# STATED TASK
Could you repeat exactly the lines below, from the line containing "compact form (327,80)." through the last one, both included, while leaving out any pictures?

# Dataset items
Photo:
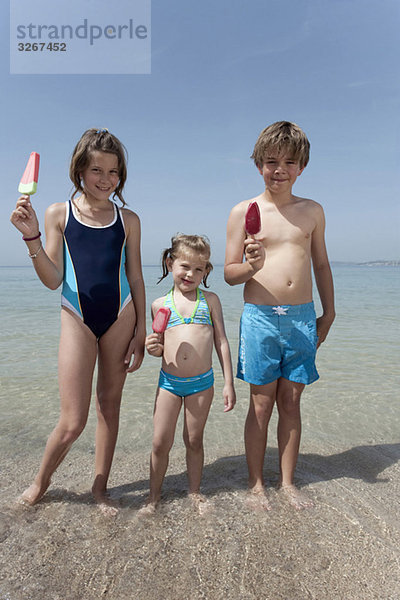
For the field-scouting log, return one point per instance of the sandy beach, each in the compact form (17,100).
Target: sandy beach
(346,547)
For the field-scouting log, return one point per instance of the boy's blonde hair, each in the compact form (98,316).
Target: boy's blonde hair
(100,140)
(282,138)
(181,243)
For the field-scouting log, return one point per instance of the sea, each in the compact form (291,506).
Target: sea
(347,546)
(355,400)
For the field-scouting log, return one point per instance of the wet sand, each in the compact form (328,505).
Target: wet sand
(347,547)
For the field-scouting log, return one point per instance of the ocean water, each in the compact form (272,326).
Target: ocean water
(355,401)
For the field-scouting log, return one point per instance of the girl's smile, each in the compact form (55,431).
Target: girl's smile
(187,271)
(101,176)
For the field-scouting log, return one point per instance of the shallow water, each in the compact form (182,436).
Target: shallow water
(347,547)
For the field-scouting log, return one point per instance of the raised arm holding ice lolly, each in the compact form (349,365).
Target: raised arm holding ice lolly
(101,318)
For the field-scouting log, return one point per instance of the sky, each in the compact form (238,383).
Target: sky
(221,72)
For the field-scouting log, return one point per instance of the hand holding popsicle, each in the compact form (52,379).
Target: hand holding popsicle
(161,319)
(28,183)
(154,341)
(24,218)
(253,249)
(253,219)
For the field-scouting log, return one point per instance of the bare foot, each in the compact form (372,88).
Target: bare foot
(200,503)
(148,510)
(295,497)
(257,499)
(107,506)
(32,494)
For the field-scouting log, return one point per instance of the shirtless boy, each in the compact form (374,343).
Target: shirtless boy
(279,333)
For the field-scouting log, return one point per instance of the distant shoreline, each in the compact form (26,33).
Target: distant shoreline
(339,263)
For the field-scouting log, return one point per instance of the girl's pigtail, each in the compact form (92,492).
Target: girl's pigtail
(209,268)
(166,254)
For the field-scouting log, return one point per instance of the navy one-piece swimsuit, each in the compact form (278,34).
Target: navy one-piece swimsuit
(95,285)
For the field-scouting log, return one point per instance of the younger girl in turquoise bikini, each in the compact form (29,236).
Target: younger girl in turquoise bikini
(195,326)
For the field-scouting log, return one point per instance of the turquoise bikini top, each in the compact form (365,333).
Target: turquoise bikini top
(200,315)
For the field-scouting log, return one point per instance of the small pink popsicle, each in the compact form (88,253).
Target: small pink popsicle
(253,219)
(28,183)
(161,319)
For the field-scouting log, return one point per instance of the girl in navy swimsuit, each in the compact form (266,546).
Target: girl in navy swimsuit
(195,326)
(93,249)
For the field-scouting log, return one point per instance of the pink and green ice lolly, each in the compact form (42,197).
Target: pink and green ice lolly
(253,219)
(161,319)
(28,183)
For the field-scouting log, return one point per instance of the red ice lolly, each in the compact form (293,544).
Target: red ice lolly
(253,219)
(161,319)
(28,183)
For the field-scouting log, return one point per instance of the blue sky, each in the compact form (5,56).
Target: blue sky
(221,72)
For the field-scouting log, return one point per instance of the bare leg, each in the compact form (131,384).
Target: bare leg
(262,399)
(166,411)
(289,433)
(77,357)
(197,407)
(110,381)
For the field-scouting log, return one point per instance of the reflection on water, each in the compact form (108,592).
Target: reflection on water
(353,402)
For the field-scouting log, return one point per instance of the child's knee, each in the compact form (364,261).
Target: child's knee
(289,405)
(161,446)
(193,443)
(71,432)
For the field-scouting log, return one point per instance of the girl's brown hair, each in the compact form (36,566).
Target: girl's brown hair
(190,243)
(100,140)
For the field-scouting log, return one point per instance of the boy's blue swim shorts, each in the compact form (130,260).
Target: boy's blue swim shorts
(277,341)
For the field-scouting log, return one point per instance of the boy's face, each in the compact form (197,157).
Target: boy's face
(280,172)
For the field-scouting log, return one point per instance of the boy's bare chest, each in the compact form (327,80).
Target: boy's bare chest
(288,226)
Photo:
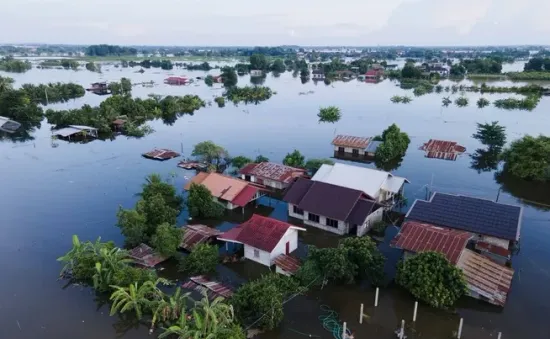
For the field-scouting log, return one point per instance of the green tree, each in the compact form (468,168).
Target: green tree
(278,66)
(136,297)
(261,158)
(229,76)
(329,114)
(431,278)
(166,239)
(313,165)
(201,204)
(491,134)
(528,158)
(240,161)
(294,159)
(202,260)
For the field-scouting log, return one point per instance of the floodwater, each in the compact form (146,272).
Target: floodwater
(50,193)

# WRITTEN RESPONSE
For the field-scouting log, return one point per instance of the boy's bare chest, each in the compact form (327,80).
Target: boy's bare chest
(288,226)
Photo:
For the field-scouting log, return one point per instance of the green tree, each in the compact form (468,168).
Target: green tree
(278,66)
(136,297)
(261,158)
(229,76)
(329,114)
(431,278)
(166,239)
(313,165)
(201,204)
(491,134)
(528,158)
(240,161)
(294,159)
(202,260)
For the field-scouting log, return one point per instance of the floodwater, each in the compact form (146,272).
Target: floodwater
(50,193)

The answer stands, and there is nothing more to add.